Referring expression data
┌──
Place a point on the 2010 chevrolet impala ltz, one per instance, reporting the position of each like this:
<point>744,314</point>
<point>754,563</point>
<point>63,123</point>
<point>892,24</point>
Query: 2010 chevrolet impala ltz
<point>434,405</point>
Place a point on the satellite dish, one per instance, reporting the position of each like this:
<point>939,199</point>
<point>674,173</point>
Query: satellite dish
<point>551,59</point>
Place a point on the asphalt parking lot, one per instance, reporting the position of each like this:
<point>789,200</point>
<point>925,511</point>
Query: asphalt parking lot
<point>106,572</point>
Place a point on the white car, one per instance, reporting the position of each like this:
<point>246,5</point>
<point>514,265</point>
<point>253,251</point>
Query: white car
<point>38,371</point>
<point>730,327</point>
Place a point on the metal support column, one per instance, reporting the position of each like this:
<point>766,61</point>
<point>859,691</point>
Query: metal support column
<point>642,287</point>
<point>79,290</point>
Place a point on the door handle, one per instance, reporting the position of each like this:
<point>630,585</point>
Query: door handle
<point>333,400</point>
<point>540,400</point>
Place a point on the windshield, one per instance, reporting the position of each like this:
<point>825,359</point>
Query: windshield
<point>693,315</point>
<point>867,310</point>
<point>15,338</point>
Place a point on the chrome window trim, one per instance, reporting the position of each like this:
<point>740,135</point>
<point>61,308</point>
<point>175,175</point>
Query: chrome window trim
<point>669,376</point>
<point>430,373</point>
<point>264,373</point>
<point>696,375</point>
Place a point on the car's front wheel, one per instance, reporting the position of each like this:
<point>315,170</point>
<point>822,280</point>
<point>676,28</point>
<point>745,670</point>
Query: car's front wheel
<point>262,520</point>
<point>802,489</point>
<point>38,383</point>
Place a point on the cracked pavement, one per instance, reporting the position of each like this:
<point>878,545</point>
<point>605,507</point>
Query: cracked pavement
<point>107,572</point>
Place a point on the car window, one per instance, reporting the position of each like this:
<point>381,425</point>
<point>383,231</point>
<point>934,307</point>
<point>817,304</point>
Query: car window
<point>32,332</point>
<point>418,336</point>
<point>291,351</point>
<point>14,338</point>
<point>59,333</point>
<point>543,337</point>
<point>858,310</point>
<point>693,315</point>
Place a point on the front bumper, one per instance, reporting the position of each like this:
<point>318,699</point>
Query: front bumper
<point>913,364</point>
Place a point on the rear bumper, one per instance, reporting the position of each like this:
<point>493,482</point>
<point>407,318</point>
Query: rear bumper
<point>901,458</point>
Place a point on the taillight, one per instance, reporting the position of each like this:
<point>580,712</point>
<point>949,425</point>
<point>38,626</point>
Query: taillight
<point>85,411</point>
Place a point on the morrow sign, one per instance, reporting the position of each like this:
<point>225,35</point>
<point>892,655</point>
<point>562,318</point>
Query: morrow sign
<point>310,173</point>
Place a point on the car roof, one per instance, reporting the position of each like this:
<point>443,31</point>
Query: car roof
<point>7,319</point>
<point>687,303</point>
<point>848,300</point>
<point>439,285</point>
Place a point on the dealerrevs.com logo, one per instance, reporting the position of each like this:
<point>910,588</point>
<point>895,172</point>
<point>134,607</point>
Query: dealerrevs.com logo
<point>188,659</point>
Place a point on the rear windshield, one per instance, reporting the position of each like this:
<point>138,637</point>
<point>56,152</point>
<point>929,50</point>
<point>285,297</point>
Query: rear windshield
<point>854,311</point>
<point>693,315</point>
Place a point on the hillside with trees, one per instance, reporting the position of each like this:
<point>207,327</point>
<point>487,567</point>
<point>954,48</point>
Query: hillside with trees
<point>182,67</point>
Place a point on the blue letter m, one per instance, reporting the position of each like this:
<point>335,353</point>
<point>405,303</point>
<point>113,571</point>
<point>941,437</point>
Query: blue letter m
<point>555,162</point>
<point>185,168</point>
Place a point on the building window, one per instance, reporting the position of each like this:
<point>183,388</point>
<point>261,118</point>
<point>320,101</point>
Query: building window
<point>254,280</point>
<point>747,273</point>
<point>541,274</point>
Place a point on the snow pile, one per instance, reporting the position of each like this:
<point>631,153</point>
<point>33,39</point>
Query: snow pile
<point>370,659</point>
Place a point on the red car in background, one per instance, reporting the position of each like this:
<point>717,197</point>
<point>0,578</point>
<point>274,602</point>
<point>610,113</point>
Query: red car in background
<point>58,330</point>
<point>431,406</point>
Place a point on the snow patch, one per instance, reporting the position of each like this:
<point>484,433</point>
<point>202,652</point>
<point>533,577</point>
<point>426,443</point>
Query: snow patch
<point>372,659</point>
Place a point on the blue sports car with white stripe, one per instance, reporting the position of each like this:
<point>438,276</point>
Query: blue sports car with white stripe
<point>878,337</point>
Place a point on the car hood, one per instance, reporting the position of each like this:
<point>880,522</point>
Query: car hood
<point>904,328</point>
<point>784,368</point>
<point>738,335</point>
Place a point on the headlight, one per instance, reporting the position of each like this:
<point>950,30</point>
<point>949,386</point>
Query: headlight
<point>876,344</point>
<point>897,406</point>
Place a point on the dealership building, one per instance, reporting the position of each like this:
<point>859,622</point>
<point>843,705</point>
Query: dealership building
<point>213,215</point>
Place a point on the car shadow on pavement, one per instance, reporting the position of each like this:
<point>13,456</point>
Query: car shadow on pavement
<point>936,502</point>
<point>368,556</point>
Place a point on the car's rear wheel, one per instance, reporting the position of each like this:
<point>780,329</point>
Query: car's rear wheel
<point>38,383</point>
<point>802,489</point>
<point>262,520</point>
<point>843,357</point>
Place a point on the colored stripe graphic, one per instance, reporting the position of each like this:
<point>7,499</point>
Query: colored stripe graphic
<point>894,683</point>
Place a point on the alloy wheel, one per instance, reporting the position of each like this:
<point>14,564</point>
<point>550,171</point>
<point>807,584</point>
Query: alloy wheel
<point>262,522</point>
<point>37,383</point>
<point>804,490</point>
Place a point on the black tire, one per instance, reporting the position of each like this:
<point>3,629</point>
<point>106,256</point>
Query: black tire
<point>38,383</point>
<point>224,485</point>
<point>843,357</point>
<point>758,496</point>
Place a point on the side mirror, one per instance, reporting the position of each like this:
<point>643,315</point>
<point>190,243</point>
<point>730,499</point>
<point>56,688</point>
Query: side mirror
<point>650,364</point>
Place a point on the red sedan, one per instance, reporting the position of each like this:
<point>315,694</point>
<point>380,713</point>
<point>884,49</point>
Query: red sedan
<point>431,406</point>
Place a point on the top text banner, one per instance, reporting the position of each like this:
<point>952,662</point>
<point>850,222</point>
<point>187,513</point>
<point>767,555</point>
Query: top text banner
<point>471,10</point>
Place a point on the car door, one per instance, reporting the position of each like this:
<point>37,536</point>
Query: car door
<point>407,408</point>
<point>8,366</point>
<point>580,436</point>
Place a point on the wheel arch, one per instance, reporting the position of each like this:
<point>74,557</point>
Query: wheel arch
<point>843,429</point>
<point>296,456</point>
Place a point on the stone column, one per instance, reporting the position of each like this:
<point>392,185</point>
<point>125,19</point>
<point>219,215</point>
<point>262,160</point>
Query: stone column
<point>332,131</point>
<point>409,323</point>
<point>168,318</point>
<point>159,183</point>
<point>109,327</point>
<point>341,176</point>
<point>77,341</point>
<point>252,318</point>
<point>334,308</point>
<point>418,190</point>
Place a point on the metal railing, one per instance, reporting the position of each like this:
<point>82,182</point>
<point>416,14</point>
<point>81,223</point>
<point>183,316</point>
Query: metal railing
└──
EXERCISE INSTRUCTIONS
Your answer should repeat every entry exactly.

ANSWER
Place a point on the 2010 chevrolet impala ltz, one per instance, reporting the position of each like this:
<point>744,314</point>
<point>754,563</point>
<point>63,123</point>
<point>892,24</point>
Query: 2010 chevrolet impala ltz
<point>434,405</point>
Place a point on the satellite dish, one per instance, reporting the position of each like this:
<point>939,199</point>
<point>674,173</point>
Query: satellite dish
<point>551,59</point>
Place a point on the asphalt parking lot, one per instance, reporting the position of each like this:
<point>789,200</point>
<point>925,511</point>
Query: asphalt parking lot
<point>106,572</point>
Place a point on the white car, one per instance, reporting the position of each like this:
<point>246,5</point>
<point>514,265</point>
<point>253,251</point>
Query: white car
<point>38,371</point>
<point>730,327</point>
Place a point on the metal support column, one per instance, reporting the position of each like this:
<point>766,61</point>
<point>859,691</point>
Query: metal support column
<point>642,287</point>
<point>79,290</point>
Place a point on the door handle, one per instance, reporting the position of each like this:
<point>630,585</point>
Query: door handle
<point>333,400</point>
<point>540,400</point>
Place a point on the windshield, one per instance, reporting the position of each like this:
<point>825,359</point>
Query: windshield
<point>693,315</point>
<point>867,310</point>
<point>15,338</point>
Place a point on the chrome window trim, one per instance, reporting the position of each like this:
<point>740,135</point>
<point>61,308</point>
<point>175,175</point>
Query: chrome window trim
<point>669,376</point>
<point>430,373</point>
<point>264,373</point>
<point>696,375</point>
Place a point on the car's front wheel, one per instance, reporting the position of each like this:
<point>315,170</point>
<point>822,280</point>
<point>676,28</point>
<point>745,670</point>
Query: car's front wheel
<point>262,520</point>
<point>802,489</point>
<point>38,383</point>
Place a point on the cracked pavement, one per instance, reporting the position of each like this:
<point>878,545</point>
<point>605,507</point>
Query: cracked pavement
<point>107,572</point>
Place a point on the car window, one per instance, reporting the position of each like this:
<point>381,425</point>
<point>383,231</point>
<point>934,307</point>
<point>817,304</point>
Query: car window
<point>32,332</point>
<point>418,336</point>
<point>291,351</point>
<point>14,338</point>
<point>59,333</point>
<point>543,337</point>
<point>858,310</point>
<point>693,315</point>
Place a point on the front bumper, one per instance, reporting the position of each like this:
<point>318,699</point>
Query: front bumper
<point>913,364</point>
Place a point on the rear bumper, one per instance, reporting the position of each like this:
<point>493,482</point>
<point>407,318</point>
Query: rear bumper
<point>901,458</point>
Place a point on the taillight, one per instance, reporting the position of each like this:
<point>580,712</point>
<point>949,425</point>
<point>38,626</point>
Query: taillight
<point>85,411</point>
Place a point on the morrow sign, one per instance, reporting the position of each like this:
<point>225,35</point>
<point>892,655</point>
<point>562,318</point>
Query: morrow sign
<point>310,173</point>
Place a point on the car roof, one per instance, reporting the position of each like this:
<point>443,31</point>
Query: car roof
<point>7,319</point>
<point>687,303</point>
<point>848,300</point>
<point>439,285</point>
Place a point on the dealerrevs.com logo, one per instance, reporting the position of each like this:
<point>910,588</point>
<point>895,172</point>
<point>134,607</point>
Query: dealerrevs.com logo
<point>188,659</point>
Place a point on the rear windshield, one per instance, reporting the position of each like this:
<point>138,637</point>
<point>56,152</point>
<point>929,50</point>
<point>285,297</point>
Query: rear windshield
<point>854,311</point>
<point>693,315</point>
Place a point on the hillside with trees, one per instance, reporting the position of each like this:
<point>207,327</point>
<point>487,567</point>
<point>954,48</point>
Query: hillside with trees
<point>182,67</point>
Place a point on the blue letter m, one per instance, reporting the position of each like this:
<point>335,353</point>
<point>405,303</point>
<point>113,571</point>
<point>941,437</point>
Query: blue letter m
<point>555,162</point>
<point>185,168</point>
Place a point on the building window, one per instance, reporting the position of each like this:
<point>183,388</point>
<point>261,118</point>
<point>320,101</point>
Query: building window
<point>254,280</point>
<point>747,273</point>
<point>541,274</point>
Place a point on the snow pile, one per instance, reporting the position of each like this:
<point>631,153</point>
<point>33,39</point>
Query: snow pile
<point>370,659</point>
Place a point on the red car in background, one per instance, reporting the position of each like this:
<point>717,197</point>
<point>0,578</point>
<point>274,602</point>
<point>610,113</point>
Query: red car in background
<point>58,330</point>
<point>431,406</point>
Place a point on the snow patch, one per instance, reporting the position of each like this:
<point>484,433</point>
<point>202,652</point>
<point>533,577</point>
<point>426,443</point>
Query: snow patch
<point>372,659</point>
Place a point on the blue sports car with white stripe, one per instance, reporting the position of each like this:
<point>438,276</point>
Query: blue sports car with white stripe
<point>878,337</point>
Place a point on the car hood, one per instance, reporting the position of each like this:
<point>880,522</point>
Query: car hood
<point>904,328</point>
<point>784,368</point>
<point>738,335</point>
Place a point on the headlight, one per instance, reporting the position of each like this:
<point>950,30</point>
<point>949,386</point>
Query: headlight
<point>876,344</point>
<point>897,406</point>
Place a point on the dealership building, one per instance, reporting the position of each like this:
<point>859,622</point>
<point>843,705</point>
Query: dealership building
<point>213,215</point>
Place a point on the car shadow on pavement, one per instance, reporting the position of each like this:
<point>13,456</point>
Query: car shadow on pavement
<point>936,502</point>
<point>368,556</point>
Place a point on the car's rear wheel, one per instance, reporting the position of each like this:
<point>780,329</point>
Query: car's rear wheel
<point>38,383</point>
<point>802,489</point>
<point>262,520</point>
<point>843,357</point>
Place a point on the colored stripe graphic, one per instance, reporting the position of each like this:
<point>7,499</point>
Query: colored stripe graphic
<point>894,683</point>
Place a point on the alloy wheel, one per instance, reporting the position of each like this:
<point>14,564</point>
<point>550,171</point>
<point>807,584</point>
Query: alloy wheel
<point>262,522</point>
<point>37,383</point>
<point>804,490</point>
Place a point on the black tire, one per instance, reporting the position of each like this:
<point>3,629</point>
<point>106,256</point>
Query: black tire
<point>38,383</point>
<point>224,485</point>
<point>843,357</point>
<point>758,496</point>
Place a point on the side mirror, one per instance, reporting the position of each like this:
<point>643,315</point>
<point>190,243</point>
<point>730,499</point>
<point>56,688</point>
Query: side mirror
<point>650,364</point>
Place a point on the red sedan, one per instance, reporting the position of each like this:
<point>315,694</point>
<point>380,713</point>
<point>884,49</point>
Query: red sedan
<point>431,406</point>
Place a point on the top text banner, one per instance, reporting the position of each like this:
<point>952,662</point>
<point>850,222</point>
<point>187,513</point>
<point>767,555</point>
Query: top text banner
<point>471,10</point>
Place a point on the car door, one per instance, reporting the position of each like this:
<point>37,536</point>
Query: car door
<point>407,408</point>
<point>8,366</point>
<point>580,436</point>
Place a point on the wheel arch, one per instance, reporting the position of each like this:
<point>74,557</point>
Query: wheel arch
<point>843,429</point>
<point>296,456</point>
Place a point on the stone column, one per instance, reporting the position of each like this:
<point>392,185</point>
<point>125,19</point>
<point>219,215</point>
<point>262,160</point>
Query: stone column
<point>332,131</point>
<point>409,323</point>
<point>168,318</point>
<point>159,183</point>
<point>109,327</point>
<point>341,176</point>
<point>77,341</point>
<point>252,318</point>
<point>334,308</point>
<point>418,190</point>
Place a point on the metal railing, one per instance, reporting the position of each like this:
<point>82,182</point>
<point>416,14</point>
<point>81,223</point>
<point>183,316</point>
Query: metal railing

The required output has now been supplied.